EXERCISE 1:
Pull out each line of the listing that contains the word "blue".

DOCUMENT EXCERPT:
★ ★ ★ ★

# Looking for a Refiner for boards Med/Tele ,Flatbacks, ics, cut fingers in Bulk Quantity



## INDUSTRIAL PROVIDER (Sep 29, 2016)

I currently process large amounts of E scrap and I am looking for a Refinery Process, I process small amounts of E scrap personally but only what I have time for currently. My company is generating around 8 to 1500 lbs of electronic waste on a monthly basis. I am looking for serious inquires , feel free to email me at [email protected]


----------



## Lou (Sep 29, 2016)

1500 lbs/month of average green board is still quite small. For bulk quantities and best payouts you will need a 40K lb lot month in, month out.


----------



## INDUSTRIAL PROVIDER (Sep 29, 2016)

Not just regular Green Boards , Telecoms, ceramics ecttt... Just a 5 ton load of low /Mid grade =43k and I'm almost generating a ton a month as it is. Almost 90k a year E scrapping sounds fine to me  I just want to find the right outsource, and i yet have not found one. I am looking into refinement for my higher grade items and I just figured I'd post on this website. If I de-populated every board I had every month I could easily generate 80 to 100 lbs a month on just ic chips. That doesn't include mllcs , flatpacks , BGA, and other mounted devices ect... and that's with one man with an Air hammer. My boss owns a projector refurbishment company so we are producing alot of high grade material, and it's all scrap regardless but I want to get paid for my hard work , just as the other guy should.

★ ★ ★ ★

EXERCISE 2:
Transcribe the stretch of the e-scrap refining thread above from "Not just regular" through "other guy should.".

ENTRIES SHOWN:
★ ★ ★ ★

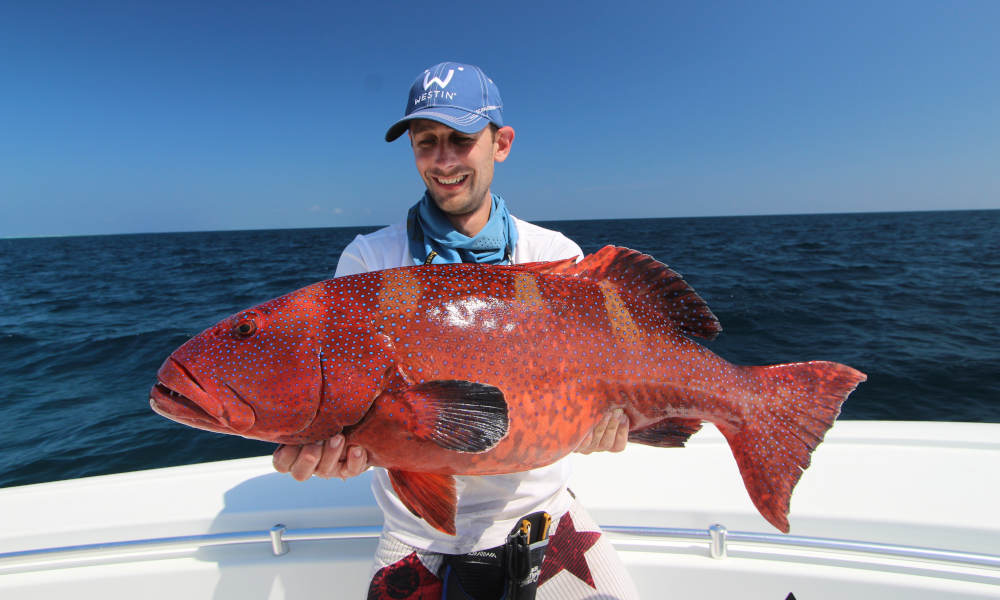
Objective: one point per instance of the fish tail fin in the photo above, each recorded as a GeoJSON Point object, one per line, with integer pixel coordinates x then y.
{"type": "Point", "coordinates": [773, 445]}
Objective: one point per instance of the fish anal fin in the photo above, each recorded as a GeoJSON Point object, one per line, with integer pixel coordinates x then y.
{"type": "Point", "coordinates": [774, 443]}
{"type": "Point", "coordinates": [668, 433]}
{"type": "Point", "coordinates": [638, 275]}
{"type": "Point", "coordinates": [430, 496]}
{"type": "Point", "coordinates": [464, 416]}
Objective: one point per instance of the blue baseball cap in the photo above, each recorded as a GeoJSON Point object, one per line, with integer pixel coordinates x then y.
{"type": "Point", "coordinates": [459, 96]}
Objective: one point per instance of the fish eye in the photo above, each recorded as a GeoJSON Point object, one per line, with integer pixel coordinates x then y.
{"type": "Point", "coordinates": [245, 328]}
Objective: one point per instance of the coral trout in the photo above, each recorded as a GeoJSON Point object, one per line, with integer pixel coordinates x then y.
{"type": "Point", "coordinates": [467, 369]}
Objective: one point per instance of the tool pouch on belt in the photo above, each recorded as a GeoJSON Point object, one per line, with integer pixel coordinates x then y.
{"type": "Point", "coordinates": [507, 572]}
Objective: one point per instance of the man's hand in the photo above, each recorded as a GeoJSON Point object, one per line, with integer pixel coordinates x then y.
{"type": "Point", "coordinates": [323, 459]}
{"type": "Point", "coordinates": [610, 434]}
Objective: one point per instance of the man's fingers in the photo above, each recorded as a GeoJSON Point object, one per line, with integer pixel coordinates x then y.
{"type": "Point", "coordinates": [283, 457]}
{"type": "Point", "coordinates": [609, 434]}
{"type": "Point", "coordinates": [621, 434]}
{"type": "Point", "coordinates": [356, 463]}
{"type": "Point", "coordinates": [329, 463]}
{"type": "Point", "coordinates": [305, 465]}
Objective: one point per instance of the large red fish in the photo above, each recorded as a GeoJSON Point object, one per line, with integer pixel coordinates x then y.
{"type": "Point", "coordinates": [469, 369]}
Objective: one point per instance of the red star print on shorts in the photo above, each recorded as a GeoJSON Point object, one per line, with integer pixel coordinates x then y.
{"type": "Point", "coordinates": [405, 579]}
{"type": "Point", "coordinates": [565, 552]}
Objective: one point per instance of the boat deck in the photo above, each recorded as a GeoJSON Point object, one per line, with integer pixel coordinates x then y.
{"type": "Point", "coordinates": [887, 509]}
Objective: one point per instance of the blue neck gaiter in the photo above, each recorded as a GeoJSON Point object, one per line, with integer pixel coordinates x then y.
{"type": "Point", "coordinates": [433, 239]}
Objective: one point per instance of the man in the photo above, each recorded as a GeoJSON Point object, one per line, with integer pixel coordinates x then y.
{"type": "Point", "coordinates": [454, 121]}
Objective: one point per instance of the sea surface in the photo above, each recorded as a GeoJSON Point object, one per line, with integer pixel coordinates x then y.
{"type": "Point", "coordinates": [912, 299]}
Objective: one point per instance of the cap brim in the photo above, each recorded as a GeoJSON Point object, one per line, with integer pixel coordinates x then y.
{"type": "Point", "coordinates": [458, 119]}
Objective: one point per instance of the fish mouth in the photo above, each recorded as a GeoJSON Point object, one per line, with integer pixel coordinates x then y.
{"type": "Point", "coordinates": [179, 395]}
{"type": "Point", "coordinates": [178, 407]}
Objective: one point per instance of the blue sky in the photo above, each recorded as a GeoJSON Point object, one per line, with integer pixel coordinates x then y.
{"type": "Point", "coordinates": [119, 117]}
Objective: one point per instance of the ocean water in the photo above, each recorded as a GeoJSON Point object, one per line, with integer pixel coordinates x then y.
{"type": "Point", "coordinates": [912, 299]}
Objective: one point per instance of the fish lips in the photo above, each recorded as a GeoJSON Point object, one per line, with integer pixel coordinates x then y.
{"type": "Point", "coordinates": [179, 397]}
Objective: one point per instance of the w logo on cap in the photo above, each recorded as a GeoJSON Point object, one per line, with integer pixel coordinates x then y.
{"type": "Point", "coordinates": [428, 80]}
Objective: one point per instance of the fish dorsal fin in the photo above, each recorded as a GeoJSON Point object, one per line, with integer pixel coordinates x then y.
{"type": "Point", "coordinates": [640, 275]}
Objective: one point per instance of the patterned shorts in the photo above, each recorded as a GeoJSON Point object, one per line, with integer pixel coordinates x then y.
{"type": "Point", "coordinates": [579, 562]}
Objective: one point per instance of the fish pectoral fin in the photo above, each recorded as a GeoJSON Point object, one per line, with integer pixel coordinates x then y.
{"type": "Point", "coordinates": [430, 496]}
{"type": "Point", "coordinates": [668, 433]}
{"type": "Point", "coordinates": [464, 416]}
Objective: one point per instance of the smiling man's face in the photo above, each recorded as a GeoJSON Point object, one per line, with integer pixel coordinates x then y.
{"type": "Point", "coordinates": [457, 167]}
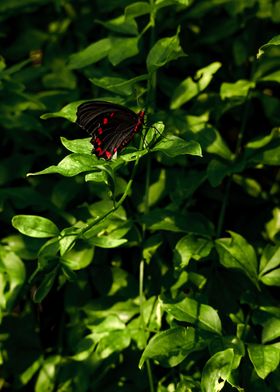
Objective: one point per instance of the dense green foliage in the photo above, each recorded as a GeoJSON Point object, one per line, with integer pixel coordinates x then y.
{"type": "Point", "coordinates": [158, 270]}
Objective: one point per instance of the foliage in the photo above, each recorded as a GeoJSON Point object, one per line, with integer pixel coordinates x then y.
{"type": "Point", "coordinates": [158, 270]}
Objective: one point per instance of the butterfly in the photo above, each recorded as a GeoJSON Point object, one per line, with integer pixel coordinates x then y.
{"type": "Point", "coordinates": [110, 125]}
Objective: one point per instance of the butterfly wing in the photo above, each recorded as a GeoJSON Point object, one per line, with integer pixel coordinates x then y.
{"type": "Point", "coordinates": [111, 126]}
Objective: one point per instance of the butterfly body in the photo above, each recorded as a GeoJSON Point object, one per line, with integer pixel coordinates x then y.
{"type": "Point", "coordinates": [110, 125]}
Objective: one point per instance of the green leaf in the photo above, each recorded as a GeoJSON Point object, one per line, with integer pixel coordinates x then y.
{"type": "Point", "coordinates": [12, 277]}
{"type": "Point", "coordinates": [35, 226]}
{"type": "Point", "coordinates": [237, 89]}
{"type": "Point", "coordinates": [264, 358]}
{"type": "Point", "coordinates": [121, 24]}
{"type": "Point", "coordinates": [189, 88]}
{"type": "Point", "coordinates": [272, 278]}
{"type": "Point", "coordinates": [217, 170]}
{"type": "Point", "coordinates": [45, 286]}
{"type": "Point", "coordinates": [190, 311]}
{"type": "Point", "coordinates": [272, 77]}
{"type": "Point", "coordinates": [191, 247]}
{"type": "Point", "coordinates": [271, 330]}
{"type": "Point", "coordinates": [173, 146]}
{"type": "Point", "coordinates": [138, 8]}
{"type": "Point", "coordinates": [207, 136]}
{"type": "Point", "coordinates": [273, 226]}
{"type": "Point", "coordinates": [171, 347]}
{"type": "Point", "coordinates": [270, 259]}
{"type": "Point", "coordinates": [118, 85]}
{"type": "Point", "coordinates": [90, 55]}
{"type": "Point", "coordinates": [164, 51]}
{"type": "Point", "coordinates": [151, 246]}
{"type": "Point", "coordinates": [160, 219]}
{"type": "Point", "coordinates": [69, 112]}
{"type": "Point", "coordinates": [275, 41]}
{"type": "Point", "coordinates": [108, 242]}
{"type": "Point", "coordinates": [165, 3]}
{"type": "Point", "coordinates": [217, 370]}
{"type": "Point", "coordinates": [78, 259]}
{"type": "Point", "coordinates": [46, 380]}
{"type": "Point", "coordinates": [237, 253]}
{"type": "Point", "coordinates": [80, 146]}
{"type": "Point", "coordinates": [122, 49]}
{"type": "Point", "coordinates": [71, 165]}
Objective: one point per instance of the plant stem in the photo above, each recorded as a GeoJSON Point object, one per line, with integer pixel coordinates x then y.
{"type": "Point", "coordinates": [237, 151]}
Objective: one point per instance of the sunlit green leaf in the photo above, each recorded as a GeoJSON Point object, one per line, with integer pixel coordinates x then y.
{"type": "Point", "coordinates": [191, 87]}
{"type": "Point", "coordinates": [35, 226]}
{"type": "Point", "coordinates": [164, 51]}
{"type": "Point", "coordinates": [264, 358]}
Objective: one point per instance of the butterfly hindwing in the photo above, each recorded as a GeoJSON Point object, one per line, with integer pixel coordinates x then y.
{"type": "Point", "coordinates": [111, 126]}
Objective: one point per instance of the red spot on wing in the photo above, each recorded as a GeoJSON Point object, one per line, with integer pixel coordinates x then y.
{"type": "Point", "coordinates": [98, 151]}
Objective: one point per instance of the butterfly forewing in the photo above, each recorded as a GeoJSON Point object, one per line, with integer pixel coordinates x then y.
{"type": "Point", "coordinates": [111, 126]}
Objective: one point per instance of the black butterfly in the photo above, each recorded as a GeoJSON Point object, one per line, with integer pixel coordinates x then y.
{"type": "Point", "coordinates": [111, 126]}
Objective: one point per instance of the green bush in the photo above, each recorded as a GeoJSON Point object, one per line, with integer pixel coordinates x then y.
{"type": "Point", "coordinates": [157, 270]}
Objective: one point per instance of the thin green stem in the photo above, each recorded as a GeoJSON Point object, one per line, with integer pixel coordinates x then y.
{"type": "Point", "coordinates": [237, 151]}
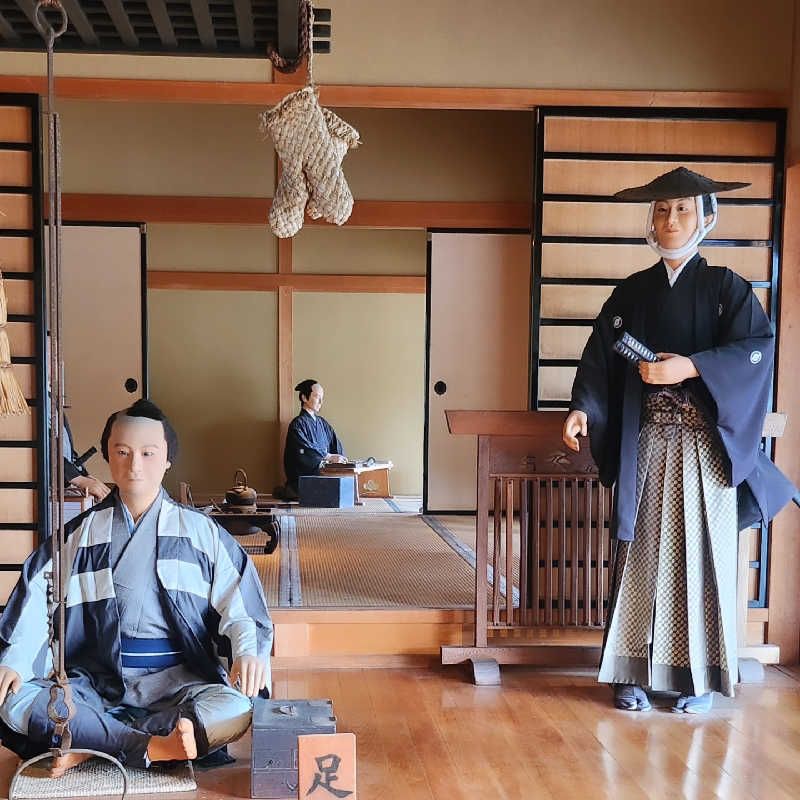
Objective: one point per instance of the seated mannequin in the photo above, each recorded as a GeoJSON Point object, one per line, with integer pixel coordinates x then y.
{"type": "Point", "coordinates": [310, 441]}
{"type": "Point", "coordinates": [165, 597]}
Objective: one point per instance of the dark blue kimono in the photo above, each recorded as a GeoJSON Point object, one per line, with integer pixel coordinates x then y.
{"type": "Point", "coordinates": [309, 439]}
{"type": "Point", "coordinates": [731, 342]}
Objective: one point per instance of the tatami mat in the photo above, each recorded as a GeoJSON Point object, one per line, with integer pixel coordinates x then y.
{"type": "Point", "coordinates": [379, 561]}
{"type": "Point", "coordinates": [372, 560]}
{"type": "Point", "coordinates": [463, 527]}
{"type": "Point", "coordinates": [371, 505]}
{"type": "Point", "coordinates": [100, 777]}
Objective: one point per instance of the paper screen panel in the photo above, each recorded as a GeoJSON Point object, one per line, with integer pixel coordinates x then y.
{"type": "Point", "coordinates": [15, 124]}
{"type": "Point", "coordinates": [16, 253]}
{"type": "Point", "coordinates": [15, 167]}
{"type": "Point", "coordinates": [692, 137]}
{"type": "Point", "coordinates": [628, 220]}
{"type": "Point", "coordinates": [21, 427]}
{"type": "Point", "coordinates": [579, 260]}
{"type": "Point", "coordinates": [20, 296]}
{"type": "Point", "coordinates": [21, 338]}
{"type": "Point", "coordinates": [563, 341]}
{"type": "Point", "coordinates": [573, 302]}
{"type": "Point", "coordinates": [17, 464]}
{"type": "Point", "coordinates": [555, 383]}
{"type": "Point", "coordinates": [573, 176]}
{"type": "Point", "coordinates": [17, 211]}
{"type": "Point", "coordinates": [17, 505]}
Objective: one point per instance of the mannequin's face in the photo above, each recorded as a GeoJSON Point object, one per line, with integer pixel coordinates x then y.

★ ★ ★ ★

RIGHT ANSWER 1:
Objective: one point per instance of the blue baseball cap in the photo above, each recorded as a GeoJSON Point object, one per line, with integer pixel coordinates x then y.
Objective: one point per instance of the blue neck gaiter in the photo above, each recorded as a GeoJSON Point object, one per line, with integer pixel coordinates x then y.
Objective: one point per instance of the blue sky in the photo above, each recorded as a GeoJSON Point object, one per line, with integer pixel coordinates x then y.
Objective: one point per instance of the dark blue kimono in the photo above, each recorded as a GeoJSON Point object, one per line, with integer pixel coordinates x then y.

RIGHT ANSWER 2:
Not just regular Green Boards , Telecoms, ceramics ecttt... Just a 5 ton load of low /Mid grade =43k and I'm almost generating a ton a month as it is. Almost 90k a year E scrapping sounds fine to me  I just want to find the right outsource, and i yet have not found one. I am looking into refinement for my higher grade items and I just figured I'd post on this website. If I de-populated every board I had every month I could easily generate 80 to 100 lbs a month on just ic chips. That doesn't include mllcs , flatpacks , BGA, and other mounted devices ect... and that's with one man with an Air hammer. My boss owns a projector refurbishment company so we are producing alot of high grade material, and it's all scrap regardless but I want to get paid for my hard work , just as the other guy should.